BEGIN Extracted data
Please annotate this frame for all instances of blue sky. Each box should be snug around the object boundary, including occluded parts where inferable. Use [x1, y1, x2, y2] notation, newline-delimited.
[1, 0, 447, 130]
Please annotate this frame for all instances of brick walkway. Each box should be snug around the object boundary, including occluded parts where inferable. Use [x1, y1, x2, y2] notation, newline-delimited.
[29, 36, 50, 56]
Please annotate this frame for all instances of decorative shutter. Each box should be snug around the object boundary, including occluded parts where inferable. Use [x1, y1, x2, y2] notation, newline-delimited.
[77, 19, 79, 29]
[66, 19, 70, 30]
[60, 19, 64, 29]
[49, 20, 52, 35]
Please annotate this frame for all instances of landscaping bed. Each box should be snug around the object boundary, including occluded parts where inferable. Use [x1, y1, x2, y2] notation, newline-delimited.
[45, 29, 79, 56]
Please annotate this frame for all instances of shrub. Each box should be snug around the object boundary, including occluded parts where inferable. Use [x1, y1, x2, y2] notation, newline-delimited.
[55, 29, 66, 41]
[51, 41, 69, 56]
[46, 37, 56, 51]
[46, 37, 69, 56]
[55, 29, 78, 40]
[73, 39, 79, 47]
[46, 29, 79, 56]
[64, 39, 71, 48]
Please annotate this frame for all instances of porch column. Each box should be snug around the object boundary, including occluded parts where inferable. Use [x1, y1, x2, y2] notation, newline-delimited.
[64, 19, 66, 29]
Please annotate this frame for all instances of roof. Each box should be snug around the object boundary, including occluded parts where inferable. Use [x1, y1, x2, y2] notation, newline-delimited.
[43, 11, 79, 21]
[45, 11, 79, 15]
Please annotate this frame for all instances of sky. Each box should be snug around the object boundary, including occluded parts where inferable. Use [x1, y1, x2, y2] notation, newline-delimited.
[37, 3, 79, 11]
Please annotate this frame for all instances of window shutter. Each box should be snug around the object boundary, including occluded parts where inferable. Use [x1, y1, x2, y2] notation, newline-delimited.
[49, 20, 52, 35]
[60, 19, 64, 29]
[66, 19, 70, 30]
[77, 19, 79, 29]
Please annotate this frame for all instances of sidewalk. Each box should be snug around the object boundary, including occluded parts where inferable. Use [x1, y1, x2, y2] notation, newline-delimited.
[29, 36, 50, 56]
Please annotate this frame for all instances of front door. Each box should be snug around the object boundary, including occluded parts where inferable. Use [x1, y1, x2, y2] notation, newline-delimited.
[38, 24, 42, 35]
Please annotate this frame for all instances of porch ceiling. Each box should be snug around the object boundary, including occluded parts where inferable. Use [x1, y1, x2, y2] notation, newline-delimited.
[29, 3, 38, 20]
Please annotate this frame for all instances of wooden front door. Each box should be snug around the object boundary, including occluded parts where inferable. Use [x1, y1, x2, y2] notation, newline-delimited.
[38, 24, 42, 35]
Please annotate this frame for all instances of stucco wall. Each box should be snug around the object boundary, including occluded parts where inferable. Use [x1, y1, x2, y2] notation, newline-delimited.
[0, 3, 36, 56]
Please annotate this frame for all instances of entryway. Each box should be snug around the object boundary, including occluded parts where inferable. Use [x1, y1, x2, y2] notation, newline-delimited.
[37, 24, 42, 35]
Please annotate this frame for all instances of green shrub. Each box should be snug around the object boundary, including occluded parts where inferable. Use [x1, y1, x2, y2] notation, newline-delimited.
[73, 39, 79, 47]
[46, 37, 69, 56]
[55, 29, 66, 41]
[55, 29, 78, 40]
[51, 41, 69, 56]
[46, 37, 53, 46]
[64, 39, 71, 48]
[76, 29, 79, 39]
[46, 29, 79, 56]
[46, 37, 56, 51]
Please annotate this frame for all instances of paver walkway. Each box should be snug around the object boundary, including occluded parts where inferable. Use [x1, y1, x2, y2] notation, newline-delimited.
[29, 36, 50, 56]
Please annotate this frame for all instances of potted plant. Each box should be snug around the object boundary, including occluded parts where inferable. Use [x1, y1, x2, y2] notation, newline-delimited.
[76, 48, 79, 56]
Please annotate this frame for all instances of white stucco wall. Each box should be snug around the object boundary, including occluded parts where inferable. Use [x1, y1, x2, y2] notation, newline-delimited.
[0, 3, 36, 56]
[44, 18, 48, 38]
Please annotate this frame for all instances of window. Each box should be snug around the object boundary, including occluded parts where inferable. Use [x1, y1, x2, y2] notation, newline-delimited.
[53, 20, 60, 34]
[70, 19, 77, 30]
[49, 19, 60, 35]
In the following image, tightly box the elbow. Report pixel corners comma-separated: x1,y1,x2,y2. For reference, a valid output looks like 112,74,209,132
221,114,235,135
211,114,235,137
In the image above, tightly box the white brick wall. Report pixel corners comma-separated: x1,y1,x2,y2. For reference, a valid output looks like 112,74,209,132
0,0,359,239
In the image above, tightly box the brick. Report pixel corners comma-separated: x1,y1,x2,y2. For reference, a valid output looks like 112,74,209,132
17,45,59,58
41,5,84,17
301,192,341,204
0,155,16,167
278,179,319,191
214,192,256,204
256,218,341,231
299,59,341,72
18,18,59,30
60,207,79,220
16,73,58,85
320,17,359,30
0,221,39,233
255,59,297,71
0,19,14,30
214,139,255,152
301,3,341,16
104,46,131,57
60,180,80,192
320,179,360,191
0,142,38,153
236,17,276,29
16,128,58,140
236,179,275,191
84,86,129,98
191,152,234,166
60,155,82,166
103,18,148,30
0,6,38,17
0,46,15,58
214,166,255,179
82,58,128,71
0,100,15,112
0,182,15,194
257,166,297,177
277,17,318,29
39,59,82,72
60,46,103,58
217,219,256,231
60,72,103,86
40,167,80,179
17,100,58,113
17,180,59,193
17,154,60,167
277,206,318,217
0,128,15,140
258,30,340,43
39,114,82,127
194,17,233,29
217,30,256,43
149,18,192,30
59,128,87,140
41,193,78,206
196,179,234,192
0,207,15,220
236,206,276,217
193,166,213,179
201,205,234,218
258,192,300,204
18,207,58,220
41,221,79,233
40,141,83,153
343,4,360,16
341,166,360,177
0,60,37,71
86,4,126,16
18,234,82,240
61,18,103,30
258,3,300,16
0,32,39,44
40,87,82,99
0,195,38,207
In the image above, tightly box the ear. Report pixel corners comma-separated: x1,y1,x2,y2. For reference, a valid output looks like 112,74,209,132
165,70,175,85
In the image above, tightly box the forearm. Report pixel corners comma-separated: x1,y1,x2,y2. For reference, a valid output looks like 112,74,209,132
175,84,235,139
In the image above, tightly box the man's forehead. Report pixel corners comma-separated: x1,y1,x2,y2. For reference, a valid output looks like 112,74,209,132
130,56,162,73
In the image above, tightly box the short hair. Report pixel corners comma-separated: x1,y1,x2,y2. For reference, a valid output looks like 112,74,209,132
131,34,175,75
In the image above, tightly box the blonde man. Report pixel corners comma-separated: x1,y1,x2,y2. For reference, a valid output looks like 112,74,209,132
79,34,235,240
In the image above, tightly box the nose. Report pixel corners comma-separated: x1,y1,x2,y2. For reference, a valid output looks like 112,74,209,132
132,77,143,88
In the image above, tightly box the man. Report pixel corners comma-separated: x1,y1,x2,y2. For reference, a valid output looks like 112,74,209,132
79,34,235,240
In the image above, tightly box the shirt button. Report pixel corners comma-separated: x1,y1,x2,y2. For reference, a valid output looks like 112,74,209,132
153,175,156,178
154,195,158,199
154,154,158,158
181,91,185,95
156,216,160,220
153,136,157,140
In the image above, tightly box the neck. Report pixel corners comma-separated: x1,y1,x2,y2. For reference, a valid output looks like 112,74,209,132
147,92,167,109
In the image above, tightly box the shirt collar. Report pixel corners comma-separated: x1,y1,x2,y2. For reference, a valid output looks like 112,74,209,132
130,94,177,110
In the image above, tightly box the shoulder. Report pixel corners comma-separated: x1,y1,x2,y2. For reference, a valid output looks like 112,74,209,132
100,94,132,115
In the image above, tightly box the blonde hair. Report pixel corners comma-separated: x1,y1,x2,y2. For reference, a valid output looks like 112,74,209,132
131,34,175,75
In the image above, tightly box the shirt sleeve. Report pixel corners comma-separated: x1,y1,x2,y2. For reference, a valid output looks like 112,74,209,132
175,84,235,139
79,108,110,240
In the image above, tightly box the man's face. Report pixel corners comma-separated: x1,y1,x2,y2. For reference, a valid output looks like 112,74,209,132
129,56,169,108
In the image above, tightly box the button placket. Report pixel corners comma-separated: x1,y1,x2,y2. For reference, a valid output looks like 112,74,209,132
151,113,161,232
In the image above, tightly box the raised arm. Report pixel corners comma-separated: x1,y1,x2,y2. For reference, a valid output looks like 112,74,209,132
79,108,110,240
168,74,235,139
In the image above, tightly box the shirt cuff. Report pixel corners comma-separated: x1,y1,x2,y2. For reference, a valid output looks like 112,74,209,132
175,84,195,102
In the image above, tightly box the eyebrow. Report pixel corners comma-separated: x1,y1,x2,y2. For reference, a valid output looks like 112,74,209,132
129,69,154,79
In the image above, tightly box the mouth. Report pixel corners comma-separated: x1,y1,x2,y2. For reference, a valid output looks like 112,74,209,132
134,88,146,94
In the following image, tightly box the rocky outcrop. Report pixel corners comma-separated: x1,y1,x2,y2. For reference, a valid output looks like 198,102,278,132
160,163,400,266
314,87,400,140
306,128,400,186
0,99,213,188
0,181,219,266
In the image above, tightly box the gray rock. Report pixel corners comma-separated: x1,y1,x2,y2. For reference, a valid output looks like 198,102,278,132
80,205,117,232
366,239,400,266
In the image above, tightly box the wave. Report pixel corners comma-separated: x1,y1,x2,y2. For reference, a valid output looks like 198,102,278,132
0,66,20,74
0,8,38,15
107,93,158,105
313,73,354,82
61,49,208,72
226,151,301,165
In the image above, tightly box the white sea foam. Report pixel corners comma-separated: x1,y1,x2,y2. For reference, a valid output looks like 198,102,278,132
END Extracted data
Problem to solve: Reproduce the lines from the one containing "In the image above, tightly box the gray" to the end of the entries, keeping both ends and adding nothing.

Output for this task:
In the image above, tightly box the gray rock. Report pixel corners comma-separated: x1,y1,x2,y2. For reference, a valid output looks like 198,102,278,132
80,205,117,232
366,239,400,266
In the image above, tightly box the wave. Report pixel corners comma-separated: x1,y1,x2,y2. For reference, a valid output looks like 198,102,278,132
0,66,20,74
0,8,38,15
107,93,158,105
313,73,354,82
61,49,208,72
226,151,301,165
In the image above, tightly box the white sea foam. Report pixel corners comma-separated: x1,y1,x2,y2. For reference, a valid output looks like 198,102,278,132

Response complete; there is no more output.